_OBJECTIF ÉNONCÉ_
Modifiez les items depuis leur début jusqu'à la ligne contenant « 454L417 450L417 423L414 », celle-ci comprise, en remplaçant « green leaf » par « yellow leaf » sans rien changer d'autre. Omettez les images dans votre réponse.

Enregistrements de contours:

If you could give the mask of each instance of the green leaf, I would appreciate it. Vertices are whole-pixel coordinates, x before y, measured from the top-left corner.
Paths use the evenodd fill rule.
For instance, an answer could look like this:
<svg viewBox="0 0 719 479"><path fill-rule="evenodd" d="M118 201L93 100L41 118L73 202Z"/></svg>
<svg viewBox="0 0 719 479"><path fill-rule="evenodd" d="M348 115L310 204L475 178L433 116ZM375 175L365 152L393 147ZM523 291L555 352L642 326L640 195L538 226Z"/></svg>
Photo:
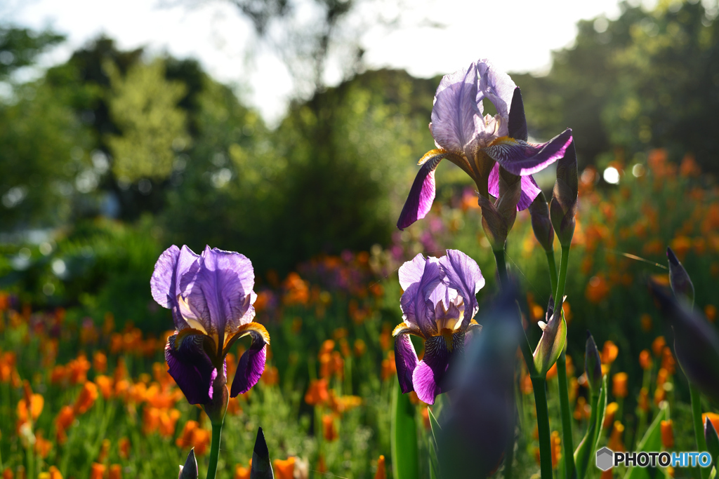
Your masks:
<svg viewBox="0 0 719 479"><path fill-rule="evenodd" d="M667 407L662 408L652 422L646 434L636 446L636 452L659 451L661 450L661 422L667 419ZM650 479L649 469L629 468L624 479Z"/></svg>
<svg viewBox="0 0 719 479"><path fill-rule="evenodd" d="M419 454L417 450L417 423L414 407L409 396L403 394L395 382L392 399L392 472L394 479L416 479L419 477Z"/></svg>

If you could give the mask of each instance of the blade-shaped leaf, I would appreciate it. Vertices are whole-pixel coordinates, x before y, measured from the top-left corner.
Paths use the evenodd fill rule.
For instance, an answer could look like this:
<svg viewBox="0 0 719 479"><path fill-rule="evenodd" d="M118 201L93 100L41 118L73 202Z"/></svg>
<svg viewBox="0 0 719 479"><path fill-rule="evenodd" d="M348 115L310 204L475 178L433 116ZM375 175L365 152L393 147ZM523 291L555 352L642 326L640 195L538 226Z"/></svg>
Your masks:
<svg viewBox="0 0 719 479"><path fill-rule="evenodd" d="M667 419L667 407L662 408L652 421L644 437L636 445L636 452L661 450L661 422ZM650 479L651 468L629 468L624 479Z"/></svg>
<svg viewBox="0 0 719 479"><path fill-rule="evenodd" d="M419 477L414 408L409 396L402 394L398 382L395 383L394 389L390 440L392 471L395 479L414 479Z"/></svg>
<svg viewBox="0 0 719 479"><path fill-rule="evenodd" d="M252 468L249 472L249 479L275 479L275 473L272 470L270 461L270 451L267 443L265 441L265 433L262 428L257 428L257 438L255 440L255 450L252 451Z"/></svg>

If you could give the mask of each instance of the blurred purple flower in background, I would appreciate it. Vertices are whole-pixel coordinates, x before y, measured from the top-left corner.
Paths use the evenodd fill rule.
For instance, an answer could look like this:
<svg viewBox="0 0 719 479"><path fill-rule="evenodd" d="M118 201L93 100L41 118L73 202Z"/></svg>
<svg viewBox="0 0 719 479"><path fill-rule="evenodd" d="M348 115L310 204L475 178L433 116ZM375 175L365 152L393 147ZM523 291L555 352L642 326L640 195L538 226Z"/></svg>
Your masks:
<svg viewBox="0 0 719 479"><path fill-rule="evenodd" d="M253 322L255 272L244 256L217 248L201 255L173 246L155 265L152 297L173 312L175 334L165 357L169 373L191 404L226 405L225 357L239 338L252 342L239 360L229 395L257 383L265 369L270 336ZM224 414L224 410L222 411Z"/></svg>
<svg viewBox="0 0 719 479"><path fill-rule="evenodd" d="M478 327L477 292L485 285L480 267L462 251L446 250L441 258L421 254L399 270L404 290L400 299L404 322L393 332L400 387L414 391L424 402L449 390L445 373L464 348L465 332ZM408 335L424 339L421 361Z"/></svg>
<svg viewBox="0 0 719 479"><path fill-rule="evenodd" d="M485 98L497 110L493 116L484 114ZM419 161L422 167L397 223L400 229L429 213L434 200L434 169L443 159L469 175L485 197L499 195L500 167L521 177L517 208L523 210L540 191L531 175L561 158L572 141L572 131L567 129L546 143L528 143L519 89L487 60L442 78L431 120L429 129L438 149Z"/></svg>

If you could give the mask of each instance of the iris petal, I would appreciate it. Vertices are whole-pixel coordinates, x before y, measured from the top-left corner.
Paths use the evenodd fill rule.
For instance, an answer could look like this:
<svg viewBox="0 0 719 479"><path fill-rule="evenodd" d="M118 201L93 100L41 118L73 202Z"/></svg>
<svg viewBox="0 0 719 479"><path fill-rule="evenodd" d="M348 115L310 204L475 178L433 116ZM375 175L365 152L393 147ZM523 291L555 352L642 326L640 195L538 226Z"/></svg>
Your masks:
<svg viewBox="0 0 719 479"><path fill-rule="evenodd" d="M572 130L567 129L546 143L535 144L507 137L484 151L510 173L525 176L541 171L563 157L570 143Z"/></svg>
<svg viewBox="0 0 719 479"><path fill-rule="evenodd" d="M208 393L212 386L212 373L215 366L203 348L204 336L190 335L176 343L177 335L168 338L165 346L165 359L168 372L191 404L204 404L209 401Z"/></svg>
<svg viewBox="0 0 719 479"><path fill-rule="evenodd" d="M234 373L230 397L243 394L257 383L260 377L265 372L265 362L267 359L267 345L270 343L270 335L262 325L249 322L240 327L237 335L249 335L252 338L249 348L239 358L239 364Z"/></svg>
<svg viewBox="0 0 719 479"><path fill-rule="evenodd" d="M529 208L529 205L539 195L539 192L541 191L531 175L523 176L521 181L522 195L519 197L519 201L517 202L517 211L526 210ZM490 195L495 197L499 196L499 163L495 163L492 172L490 172L487 186Z"/></svg>

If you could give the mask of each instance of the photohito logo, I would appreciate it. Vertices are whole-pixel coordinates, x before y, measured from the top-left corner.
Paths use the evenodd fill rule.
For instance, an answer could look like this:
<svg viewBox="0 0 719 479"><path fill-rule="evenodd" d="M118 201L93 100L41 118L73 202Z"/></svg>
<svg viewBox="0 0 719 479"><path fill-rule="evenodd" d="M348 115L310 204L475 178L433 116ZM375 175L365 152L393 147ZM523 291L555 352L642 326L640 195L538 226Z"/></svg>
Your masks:
<svg viewBox="0 0 719 479"><path fill-rule="evenodd" d="M615 452L608 447L597 451L597 467L602 470L609 470L615 466L639 468L661 466L667 468L708 468L712 464L712 457L708 452Z"/></svg>

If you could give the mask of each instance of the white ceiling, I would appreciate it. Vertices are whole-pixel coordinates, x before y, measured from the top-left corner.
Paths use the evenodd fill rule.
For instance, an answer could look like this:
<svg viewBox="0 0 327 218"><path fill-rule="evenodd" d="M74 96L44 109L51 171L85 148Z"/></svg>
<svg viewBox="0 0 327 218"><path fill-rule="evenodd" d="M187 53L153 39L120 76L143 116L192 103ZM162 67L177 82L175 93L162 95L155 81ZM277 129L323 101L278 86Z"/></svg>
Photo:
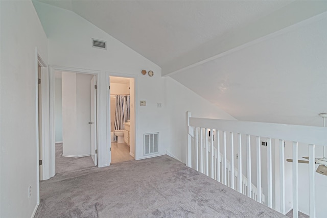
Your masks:
<svg viewBox="0 0 327 218"><path fill-rule="evenodd" d="M327 13L171 77L240 120L321 126L326 27Z"/></svg>
<svg viewBox="0 0 327 218"><path fill-rule="evenodd" d="M40 1L71 10L162 67L286 1ZM110 46L110 45L109 45Z"/></svg>
<svg viewBox="0 0 327 218"><path fill-rule="evenodd" d="M327 1L40 2L73 11L239 119L321 126L327 112L327 16L308 22Z"/></svg>

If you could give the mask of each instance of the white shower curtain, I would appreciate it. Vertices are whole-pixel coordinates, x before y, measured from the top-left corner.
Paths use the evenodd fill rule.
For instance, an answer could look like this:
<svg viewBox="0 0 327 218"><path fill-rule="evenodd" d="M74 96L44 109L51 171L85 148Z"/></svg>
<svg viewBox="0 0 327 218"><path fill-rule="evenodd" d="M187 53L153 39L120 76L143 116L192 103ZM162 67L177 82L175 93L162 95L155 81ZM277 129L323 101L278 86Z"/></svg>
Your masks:
<svg viewBox="0 0 327 218"><path fill-rule="evenodd" d="M129 119L129 95L116 95L116 111L114 116L114 130L123 130L124 123ZM117 140L117 136L114 136Z"/></svg>

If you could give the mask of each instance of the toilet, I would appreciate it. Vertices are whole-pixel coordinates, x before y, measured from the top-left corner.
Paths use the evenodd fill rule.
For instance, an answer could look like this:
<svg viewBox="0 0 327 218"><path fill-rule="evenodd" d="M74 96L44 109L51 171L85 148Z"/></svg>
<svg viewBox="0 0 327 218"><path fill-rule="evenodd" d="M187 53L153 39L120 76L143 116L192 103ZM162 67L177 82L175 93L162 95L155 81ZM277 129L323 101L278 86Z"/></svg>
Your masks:
<svg viewBox="0 0 327 218"><path fill-rule="evenodd" d="M118 137L118 143L124 143L124 130L115 130L114 135Z"/></svg>

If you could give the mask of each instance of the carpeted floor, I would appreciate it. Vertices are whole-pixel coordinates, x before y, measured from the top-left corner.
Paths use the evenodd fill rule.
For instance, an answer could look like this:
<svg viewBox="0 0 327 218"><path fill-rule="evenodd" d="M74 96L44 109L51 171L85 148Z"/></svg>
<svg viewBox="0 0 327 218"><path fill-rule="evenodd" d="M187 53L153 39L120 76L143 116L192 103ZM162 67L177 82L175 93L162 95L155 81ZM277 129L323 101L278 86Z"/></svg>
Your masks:
<svg viewBox="0 0 327 218"><path fill-rule="evenodd" d="M129 147L126 143L111 141L111 163L134 160L129 155Z"/></svg>
<svg viewBox="0 0 327 218"><path fill-rule="evenodd" d="M56 143L56 174L94 167L90 156L82 157L62 156L62 143Z"/></svg>
<svg viewBox="0 0 327 218"><path fill-rule="evenodd" d="M40 183L35 217L285 217L164 155Z"/></svg>

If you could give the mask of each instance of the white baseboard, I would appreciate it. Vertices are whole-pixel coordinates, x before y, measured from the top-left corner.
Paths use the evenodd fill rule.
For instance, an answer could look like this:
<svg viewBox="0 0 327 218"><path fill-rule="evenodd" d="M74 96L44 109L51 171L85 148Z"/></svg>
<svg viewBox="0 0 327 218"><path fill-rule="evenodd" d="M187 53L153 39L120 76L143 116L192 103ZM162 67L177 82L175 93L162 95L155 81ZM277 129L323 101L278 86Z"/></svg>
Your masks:
<svg viewBox="0 0 327 218"><path fill-rule="evenodd" d="M156 154L155 155L153 155L152 156L144 156L144 157L142 157L136 159L136 160L143 160L144 159L151 158L152 157L159 157L159 156L165 155L165 154L159 153L159 154Z"/></svg>
<svg viewBox="0 0 327 218"><path fill-rule="evenodd" d="M177 160L179 162L181 162L182 163L185 163L183 161L180 160L179 159L178 159L177 157L176 157L176 156L175 155L173 155L172 153L169 152L168 151L166 151L166 152L167 155L168 155L169 157L171 157L173 158L174 158L174 159L175 159L176 160Z"/></svg>
<svg viewBox="0 0 327 218"><path fill-rule="evenodd" d="M74 157L74 158L87 157L88 156L91 156L91 154L83 154L83 155L62 155L63 157Z"/></svg>
<svg viewBox="0 0 327 218"><path fill-rule="evenodd" d="M35 206L35 208L34 208L34 210L33 211L33 213L32 213L32 215L31 216L31 218L33 218L35 215L35 213L36 213L36 211L37 210L38 207L39 207L39 204L36 204L36 206Z"/></svg>

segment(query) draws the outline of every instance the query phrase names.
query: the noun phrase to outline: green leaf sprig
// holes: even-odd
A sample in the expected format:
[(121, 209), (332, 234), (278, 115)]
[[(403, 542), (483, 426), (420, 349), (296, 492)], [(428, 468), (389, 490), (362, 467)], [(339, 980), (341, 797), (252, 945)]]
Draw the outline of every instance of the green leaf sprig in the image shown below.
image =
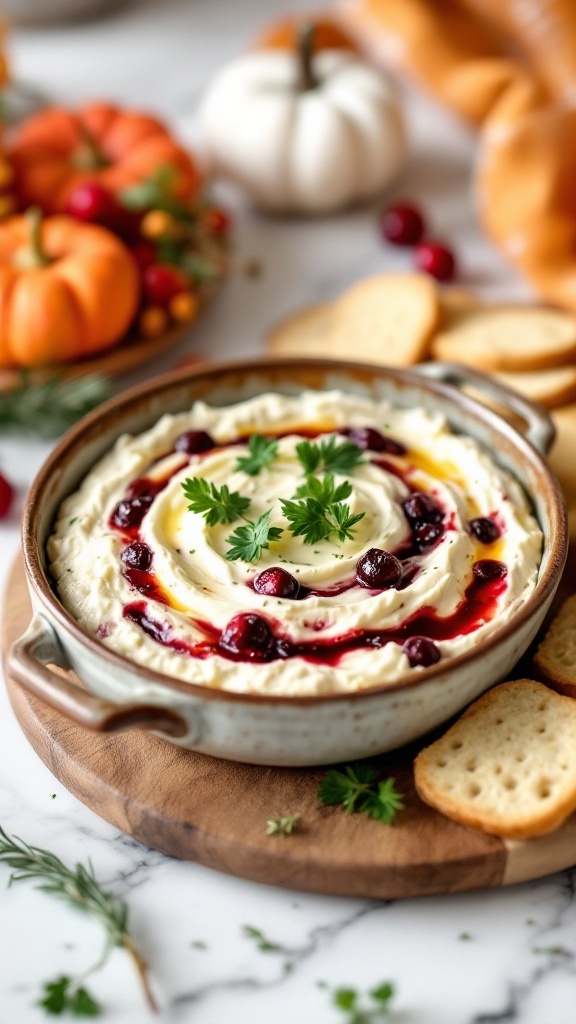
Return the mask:
[(365, 764), (346, 765), (343, 771), (331, 768), (320, 783), (318, 797), (323, 804), (341, 804), (346, 814), (362, 811), (386, 825), (404, 808), (394, 778), (378, 781), (374, 769)]
[(278, 455), (278, 441), (274, 437), (263, 437), (252, 434), (248, 441), (248, 455), (241, 455), (236, 461), (236, 469), (243, 470), (248, 476), (257, 476), (274, 462)]
[(326, 473), (352, 473), (364, 463), (362, 450), (352, 441), (338, 441), (336, 434), (327, 440), (300, 441), (296, 444), (296, 456), (306, 475), (324, 471)]
[(227, 558), (231, 562), (257, 562), (263, 548), (269, 548), (272, 541), (279, 541), (284, 530), (282, 526), (271, 526), (272, 509), (263, 512), (256, 522), (246, 519), (243, 526), (237, 526), (227, 539), (230, 551)]
[(383, 981), (368, 992), (369, 1004), (356, 988), (337, 988), (332, 994), (332, 1001), (347, 1015), (346, 1024), (379, 1024), (387, 1016), (394, 995), (392, 982)]
[(32, 384), (23, 373), (17, 387), (0, 394), (0, 432), (59, 437), (111, 394), (108, 378), (96, 374), (77, 380), (56, 375)]
[(87, 988), (75, 984), (72, 978), (60, 975), (54, 981), (46, 981), (43, 985), (43, 998), (38, 1002), (47, 1014), (59, 1017), (70, 1013), (73, 1017), (99, 1017), (101, 1007)]
[(281, 499), (282, 511), (294, 537), (302, 537), (304, 544), (319, 544), (329, 540), (334, 534), (339, 541), (352, 538), (353, 527), (364, 518), (365, 512), (351, 515), (349, 505), (344, 502), (352, 495), (352, 485), (343, 480), (335, 485), (332, 473), (326, 473), (322, 480), (306, 476), (296, 490), (297, 501)]
[(38, 846), (29, 846), (15, 836), (9, 837), (2, 827), (0, 862), (12, 868), (8, 885), (35, 880), (39, 883), (37, 889), (66, 900), (98, 921), (106, 932), (107, 942), (101, 958), (92, 970), (102, 967), (115, 947), (125, 949), (136, 969), (150, 1009), (158, 1011), (150, 988), (148, 965), (128, 931), (128, 905), (115, 893), (101, 888), (90, 862), (87, 867), (75, 864), (71, 869), (55, 854)]
[(190, 512), (200, 512), (209, 526), (218, 522), (235, 522), (250, 507), (250, 499), (238, 490), (230, 490), (225, 483), (216, 487), (202, 476), (187, 477), (182, 482)]

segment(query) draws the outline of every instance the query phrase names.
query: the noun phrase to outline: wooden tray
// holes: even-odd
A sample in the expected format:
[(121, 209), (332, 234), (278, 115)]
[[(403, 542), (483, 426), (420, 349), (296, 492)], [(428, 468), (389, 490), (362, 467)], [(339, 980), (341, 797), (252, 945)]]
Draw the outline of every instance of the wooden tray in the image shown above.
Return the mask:
[[(22, 557), (12, 567), (2, 648), (31, 617)], [(100, 817), (164, 853), (306, 892), (380, 899), (499, 887), (576, 863), (576, 815), (550, 836), (512, 843), (443, 817), (414, 791), (415, 749), (375, 758), (405, 794), (394, 825), (323, 806), (322, 769), (261, 768), (182, 751), (146, 733), (99, 735), (6, 679), (15, 716), (55, 777)], [(266, 819), (300, 813), (291, 836)]]

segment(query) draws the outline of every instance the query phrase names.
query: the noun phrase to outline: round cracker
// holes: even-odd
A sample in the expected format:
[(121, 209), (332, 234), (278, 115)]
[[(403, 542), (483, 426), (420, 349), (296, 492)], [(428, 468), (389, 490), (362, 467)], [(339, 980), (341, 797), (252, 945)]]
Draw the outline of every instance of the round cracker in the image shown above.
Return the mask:
[(576, 316), (545, 306), (462, 308), (437, 334), (431, 352), (478, 370), (551, 369), (576, 361)]
[(326, 355), (411, 367), (427, 355), (440, 300), (425, 274), (383, 273), (349, 288), (333, 312)]
[(576, 366), (526, 374), (499, 373), (495, 377), (524, 398), (537, 401), (546, 409), (558, 409), (576, 401)]
[(306, 306), (272, 328), (266, 347), (274, 355), (324, 355), (332, 317), (331, 302)]

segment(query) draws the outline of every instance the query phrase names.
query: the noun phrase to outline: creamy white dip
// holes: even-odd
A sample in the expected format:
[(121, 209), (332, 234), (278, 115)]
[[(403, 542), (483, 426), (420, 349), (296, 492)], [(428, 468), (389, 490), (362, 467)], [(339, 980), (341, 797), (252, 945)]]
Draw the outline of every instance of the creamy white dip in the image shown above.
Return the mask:
[[(352, 537), (305, 544), (290, 531), (280, 505), (281, 499), (294, 497), (304, 479), (296, 445), (302, 432), (329, 435), (343, 427), (372, 427), (401, 442), (406, 453), (363, 452), (361, 465), (336, 476), (336, 483), (347, 479), (352, 484), (346, 500), (351, 515), (364, 513)], [(174, 452), (176, 438), (189, 430), (207, 431), (218, 446), (202, 455)], [(255, 476), (237, 468), (238, 458), (248, 451), (238, 438), (252, 433), (282, 435), (277, 457)], [(188, 510), (181, 484), (195, 476), (249, 498), (251, 520), (272, 510), (271, 522), (283, 534), (262, 550), (257, 563), (225, 557), (228, 538), (242, 519), (210, 526), (201, 514)], [(138, 529), (138, 541), (153, 554), (156, 589), (148, 594), (134, 590), (123, 571), (121, 555), (133, 535), (124, 535), (111, 520), (138, 478), (167, 481)], [(404, 589), (355, 585), (357, 564), (367, 551), (398, 552), (408, 543), (403, 502), (411, 490), (439, 503), (442, 537), (411, 559), (415, 575)], [(474, 536), (469, 521), (477, 517), (497, 522), (497, 540), (481, 543)], [(299, 397), (263, 394), (225, 409), (196, 402), (192, 411), (165, 416), (138, 436), (121, 437), (63, 503), (48, 558), (63, 604), (87, 633), (126, 657), (205, 686), (297, 695), (365, 689), (421, 671), (411, 667), (402, 641), (346, 649), (338, 656), (333, 645), (351, 634), (402, 629), (422, 608), (435, 622), (455, 615), (457, 624), (475, 579), (474, 563), (501, 562), (505, 583), (487, 604), (486, 621), (477, 614), (469, 632), (433, 637), (443, 659), (466, 651), (526, 601), (536, 584), (541, 546), (542, 535), (518, 482), (478, 443), (452, 433), (441, 416), (330, 391)], [(270, 566), (283, 566), (303, 588), (337, 591), (346, 581), (348, 588), (299, 600), (266, 596), (251, 583)], [(159, 594), (166, 603), (157, 599)], [(134, 606), (156, 624), (156, 633), (127, 617), (126, 608)], [(303, 644), (303, 649), (306, 643), (327, 642), (326, 657), (298, 654), (254, 662), (225, 656), (214, 637), (238, 612), (262, 616), (275, 637)], [(169, 645), (161, 642), (159, 630)], [(421, 633), (426, 635), (424, 629)], [(197, 644), (202, 656), (191, 653)]]

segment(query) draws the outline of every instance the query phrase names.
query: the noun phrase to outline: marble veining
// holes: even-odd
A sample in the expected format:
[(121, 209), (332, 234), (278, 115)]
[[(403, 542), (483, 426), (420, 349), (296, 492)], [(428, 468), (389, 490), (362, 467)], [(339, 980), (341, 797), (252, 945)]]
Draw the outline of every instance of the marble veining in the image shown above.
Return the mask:
[[(274, 14), (303, 0), (154, 0), (119, 6), (77, 26), (30, 29), (11, 47), (18, 76), (67, 101), (109, 95), (171, 116), (196, 138), (195, 109), (208, 76), (250, 44)], [(462, 284), (481, 294), (529, 296), (475, 224), (465, 190), (474, 160), (467, 129), (403, 87), (411, 158), (394, 195), (416, 197), (430, 233), (454, 244)], [(306, 221), (263, 218), (229, 188), (237, 218), (233, 272), (190, 338), (142, 374), (195, 352), (257, 353), (272, 323), (324, 301), (356, 279), (407, 269), (384, 247), (376, 207)], [(261, 262), (256, 280), (249, 260)], [(0, 466), (24, 495), (48, 445), (0, 438)], [(22, 500), (20, 500), (22, 506)], [(18, 549), (16, 508), (0, 523), (0, 583)], [(346, 1024), (331, 991), (394, 982), (390, 1024), (574, 1024), (576, 872), (500, 891), (388, 902), (335, 899), (258, 886), (182, 863), (120, 835), (55, 781), (28, 744), (0, 690), (0, 823), (67, 862), (90, 858), (102, 884), (124, 895), (152, 967), (166, 1024)], [(285, 842), (290, 842), (289, 838)], [(96, 925), (0, 866), (0, 1022), (45, 1021), (41, 983), (81, 974), (101, 951)], [(278, 948), (263, 952), (245, 933)], [(121, 951), (88, 982), (110, 1024), (145, 1024), (147, 1013)]]

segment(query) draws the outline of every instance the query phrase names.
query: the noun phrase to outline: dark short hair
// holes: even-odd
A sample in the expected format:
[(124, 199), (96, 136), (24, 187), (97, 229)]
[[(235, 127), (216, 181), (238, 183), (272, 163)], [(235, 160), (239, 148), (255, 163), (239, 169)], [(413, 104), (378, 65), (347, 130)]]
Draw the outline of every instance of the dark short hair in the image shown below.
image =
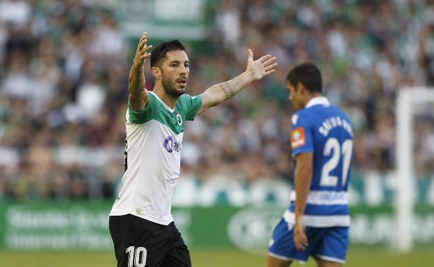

_RÉSULTAT DE L'EXERCICE_
If you could give the mask of each instance of the yellow leaf, I would appreciate it. Vertices are whole-pixel coordinates, x before y, measured from the top-left corner.
Paths use the evenodd fill rule.
For instance, an answer could look like this:
<svg viewBox="0 0 719 479"><path fill-rule="evenodd" d="M118 201L93 100L41 118L73 202Z"/></svg>
<svg viewBox="0 0 719 479"><path fill-rule="evenodd" d="M348 115L310 204L475 178L433 116ZM375 175L365 152L393 147ZM523 291L555 352L642 326L640 195L538 226Z"/></svg>
Photo:
Your masks:
<svg viewBox="0 0 719 479"><path fill-rule="evenodd" d="M667 407L662 408L652 422L646 434L636 446L636 452L659 451L661 450L661 422L667 419ZM650 479L649 469L629 468L624 479Z"/></svg>
<svg viewBox="0 0 719 479"><path fill-rule="evenodd" d="M419 454L417 450L417 423L414 407L409 396L403 394L395 382L392 399L392 472L394 479L416 479L419 477Z"/></svg>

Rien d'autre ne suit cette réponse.